Matthew Parris
Attend a special evening hosted by Mike Atherton
Just occasionally you encounter abroad an idea so smart that you cannot think why it hasn't been adopted here. Colombia, whence I've just returned, has cash machines like ours. They work fine with British cards, paying out in Colombian pesos. The procedure's the same, except that before pressing the final proceed key you are asked on-screen whether you wish to donate the equivalent of about (a) 30p; (b) 60p; or (c) 90p, to a listed charity; a sum that would not be deducted from your cash payout, but charged on your monthly statement. To indicate your decision you press a key.
All my group found ourselves opting for the middle-sized donation, which was to a children's charity. Why? Because, first, it's a tiny sum, it's easy, and it doesn't reduce your payout; secondly, because this is when you're keeping your fingers crossed that the machine will cough up and you sort of half-think in a superstitious way that you're more likely to get mercy if you show mercy to others; and, thirdly, because the moment of pulling loads of dosh from a hole in the wall is (for me, anyway) a moment of counting my blessings and remembering that not everybody can.
I bet this would work in Britain. If 30 million people did it twice a week, it would raise more than a billion a year for charity. We would chip in (I'd guess) without cutting other giving, and could trigger charity tax-relief, too, simply by pressing another key. Even the beastly banks could get some kudos. So why not give it a try?

Mind the gap
Here's another idea I've brought excitedly back. The city of Bogotá, appalled by the projected cost of an underground railway, tried something about a hundred times cheaper. The ingredients are lots of concrete kerbstones; a set of steel-girder pedestrian overpasses and stairs; some basic platforms and shelters; a computerised dot-matrix platform announcement system; ticket machines; and the buses you already have - plus some.

» Extracted information:
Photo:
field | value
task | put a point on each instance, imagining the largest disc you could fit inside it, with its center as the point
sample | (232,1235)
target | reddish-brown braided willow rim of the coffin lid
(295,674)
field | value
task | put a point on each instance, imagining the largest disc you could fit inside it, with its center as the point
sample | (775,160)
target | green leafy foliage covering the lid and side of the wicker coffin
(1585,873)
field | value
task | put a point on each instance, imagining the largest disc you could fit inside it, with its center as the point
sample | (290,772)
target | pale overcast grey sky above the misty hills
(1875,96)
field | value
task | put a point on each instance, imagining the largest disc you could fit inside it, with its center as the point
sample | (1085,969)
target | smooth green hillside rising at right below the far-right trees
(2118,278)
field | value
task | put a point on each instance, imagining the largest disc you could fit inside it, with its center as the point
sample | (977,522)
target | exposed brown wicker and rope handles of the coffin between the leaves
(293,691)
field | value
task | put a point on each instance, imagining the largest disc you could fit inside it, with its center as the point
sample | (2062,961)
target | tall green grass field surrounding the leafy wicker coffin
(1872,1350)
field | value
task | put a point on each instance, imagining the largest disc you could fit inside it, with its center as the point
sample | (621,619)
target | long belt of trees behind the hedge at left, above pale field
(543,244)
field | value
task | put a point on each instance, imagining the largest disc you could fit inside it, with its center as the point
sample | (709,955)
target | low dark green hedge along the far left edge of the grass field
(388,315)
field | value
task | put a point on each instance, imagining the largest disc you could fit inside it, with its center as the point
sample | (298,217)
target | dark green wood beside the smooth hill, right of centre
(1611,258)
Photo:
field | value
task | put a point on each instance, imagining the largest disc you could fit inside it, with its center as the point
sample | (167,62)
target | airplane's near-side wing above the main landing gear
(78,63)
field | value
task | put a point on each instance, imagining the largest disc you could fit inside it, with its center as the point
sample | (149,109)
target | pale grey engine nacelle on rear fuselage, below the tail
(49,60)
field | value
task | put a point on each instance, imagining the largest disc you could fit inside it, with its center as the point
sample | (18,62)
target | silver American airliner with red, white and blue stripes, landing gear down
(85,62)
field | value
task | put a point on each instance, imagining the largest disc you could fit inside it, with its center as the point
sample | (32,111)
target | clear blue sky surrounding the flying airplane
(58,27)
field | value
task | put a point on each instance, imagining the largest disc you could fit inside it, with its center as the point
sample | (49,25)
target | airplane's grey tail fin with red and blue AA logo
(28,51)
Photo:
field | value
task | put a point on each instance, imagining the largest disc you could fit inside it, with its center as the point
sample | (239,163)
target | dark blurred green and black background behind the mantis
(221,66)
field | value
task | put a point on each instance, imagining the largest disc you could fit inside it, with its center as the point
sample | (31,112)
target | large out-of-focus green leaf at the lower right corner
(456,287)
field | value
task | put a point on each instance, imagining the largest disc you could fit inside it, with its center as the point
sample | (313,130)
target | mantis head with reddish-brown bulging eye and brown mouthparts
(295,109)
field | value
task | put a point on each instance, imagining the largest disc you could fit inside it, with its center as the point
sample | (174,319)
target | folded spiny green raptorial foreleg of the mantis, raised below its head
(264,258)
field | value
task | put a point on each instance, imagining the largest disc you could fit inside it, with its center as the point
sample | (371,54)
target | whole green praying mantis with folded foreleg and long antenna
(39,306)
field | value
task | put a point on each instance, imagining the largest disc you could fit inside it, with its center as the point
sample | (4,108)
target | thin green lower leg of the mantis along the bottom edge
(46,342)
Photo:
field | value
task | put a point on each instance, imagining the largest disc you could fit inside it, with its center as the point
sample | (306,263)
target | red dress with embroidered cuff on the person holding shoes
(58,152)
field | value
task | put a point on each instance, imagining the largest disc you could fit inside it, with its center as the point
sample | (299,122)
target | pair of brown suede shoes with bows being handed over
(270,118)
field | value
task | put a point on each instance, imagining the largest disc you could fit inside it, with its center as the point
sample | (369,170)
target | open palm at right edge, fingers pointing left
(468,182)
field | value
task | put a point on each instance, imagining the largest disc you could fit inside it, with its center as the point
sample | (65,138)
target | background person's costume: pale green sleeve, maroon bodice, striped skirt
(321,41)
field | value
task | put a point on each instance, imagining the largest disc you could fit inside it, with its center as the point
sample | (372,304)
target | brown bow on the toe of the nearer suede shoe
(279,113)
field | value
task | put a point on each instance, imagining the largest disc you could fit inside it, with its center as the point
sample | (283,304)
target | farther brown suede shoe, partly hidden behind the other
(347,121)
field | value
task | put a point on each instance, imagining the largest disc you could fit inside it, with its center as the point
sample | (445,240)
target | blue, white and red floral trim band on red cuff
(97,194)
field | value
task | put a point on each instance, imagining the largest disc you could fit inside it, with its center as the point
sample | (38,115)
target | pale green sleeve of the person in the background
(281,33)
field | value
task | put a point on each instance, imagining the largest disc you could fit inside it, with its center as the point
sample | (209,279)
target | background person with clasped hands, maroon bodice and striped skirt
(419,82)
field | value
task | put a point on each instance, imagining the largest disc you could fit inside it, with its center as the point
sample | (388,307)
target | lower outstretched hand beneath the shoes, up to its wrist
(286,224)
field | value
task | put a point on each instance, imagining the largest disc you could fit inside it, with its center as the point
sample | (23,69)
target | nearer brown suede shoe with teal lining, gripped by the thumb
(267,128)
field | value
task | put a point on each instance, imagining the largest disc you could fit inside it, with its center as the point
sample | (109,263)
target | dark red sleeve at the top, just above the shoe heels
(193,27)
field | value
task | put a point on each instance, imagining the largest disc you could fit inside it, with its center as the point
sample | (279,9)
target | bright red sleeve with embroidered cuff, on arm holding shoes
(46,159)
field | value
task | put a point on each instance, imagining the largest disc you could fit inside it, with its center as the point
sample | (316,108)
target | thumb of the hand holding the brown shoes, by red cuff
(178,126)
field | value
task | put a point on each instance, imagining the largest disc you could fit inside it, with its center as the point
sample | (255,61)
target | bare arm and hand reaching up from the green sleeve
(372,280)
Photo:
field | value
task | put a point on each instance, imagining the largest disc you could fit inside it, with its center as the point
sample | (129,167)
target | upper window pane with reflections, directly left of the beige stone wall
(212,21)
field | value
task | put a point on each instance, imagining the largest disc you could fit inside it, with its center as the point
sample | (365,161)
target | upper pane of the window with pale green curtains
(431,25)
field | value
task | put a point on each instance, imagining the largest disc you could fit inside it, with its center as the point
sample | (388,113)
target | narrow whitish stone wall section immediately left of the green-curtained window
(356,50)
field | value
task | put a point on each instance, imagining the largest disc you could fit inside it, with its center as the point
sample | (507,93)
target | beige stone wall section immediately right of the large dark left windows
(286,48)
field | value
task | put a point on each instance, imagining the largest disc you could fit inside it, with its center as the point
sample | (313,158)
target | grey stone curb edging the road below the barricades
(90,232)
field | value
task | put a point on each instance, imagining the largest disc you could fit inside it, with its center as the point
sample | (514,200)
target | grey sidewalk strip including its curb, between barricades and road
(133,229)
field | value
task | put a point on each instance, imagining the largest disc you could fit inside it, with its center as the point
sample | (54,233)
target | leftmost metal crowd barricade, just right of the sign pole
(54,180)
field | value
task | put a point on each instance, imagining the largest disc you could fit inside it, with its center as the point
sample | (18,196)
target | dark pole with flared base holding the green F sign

» Exercise tasks:
A) In the column about ideas brought back from Colombia, which donation option did the writer's group choose, and which charity did it go to?
B) Extend the column about ideas brought back from Colombia by writing what comes after its last sentence.

» Your responses:
A) They chose the middle-sized donation, about 60p, which went to a children's charity.

B)
So Bogotá's Underground is overground. Its trains are buses. Its tracks are asphalted channels between kerb-stoned margins, mostly down the central reservations of the main highways. This is really just a turbocharged bus-lane system, with teeth: including platforms, access, interchanges, and serious info-tech. It needs space, which in British cities we often lack, but no more space than the ruinously expensive tramway systems, with their hideous superstructure, that we've committed ourselves to in some places.
In congested Bogotá, impatient people quit taxis to join the ribbons of long red buses, one every few minutes, streaming freely along their dedicated riverbeds within the highway. The idea has applications here too.

Lost in translation
Am I back in time to rescue my friend Michael Gove from his own super-courtesy? Michael, now an MP, bids fair to become Westminster's new Lord James Douglas-Hamilton: in Tory days a delightful minister who was so polite that he was once spotted leaping out of his government car to open the door for his female chauffeur.
Michael shares these instincts, displaying an almost pathological urge to defer (or apparently defer) to critics. Take his deeply reasonable column on this page some weeks ago, wondering whether, when surely no translation can reproduce the genius, it's worth reading English versions of foreign literature.
Of course it isn't - or not as literature. But I fly in to the newsstands of Paris to find Michael now deferring to a critic who insists the plot and descriptions in War and Peace survive translation.
I dare say they do. The melody of Beethoven's Fifth survives playing on a penny whistle, after a fashion. But the greatness of great writing (certainly great English writing) is so inextricably bound up with style and tone as to lose its better half when reduced to a fair translation of the plot. Molière is crass in English. Voltaire loses much.
Abroad I've been reading George Eliot's sublime Scenes of Clerical Life. Sod her plots; if Eliot's razor-edge balance of scorn, pity, humour and affection - let alone her lemon-sharp relish in deftly worded commentary, and the sweet, silly English way her countryfolk talk - survive translation into Czech, then I'm a Dutchman.

Got a light, sir?
Unpacking, you come across things you forgot not to take. In the pocket of a laptop case that survived (without query) every hand-luggage scanner that the moronic and insulting US security apparatus could throw at us in two transits through Miami airport, plus innumerable X-ray scanners at Barcelona, London, Bogotá, Manizales, Leticia, Paris Charles de Gaulle and Paris Gare du Nord... was a big box of matches.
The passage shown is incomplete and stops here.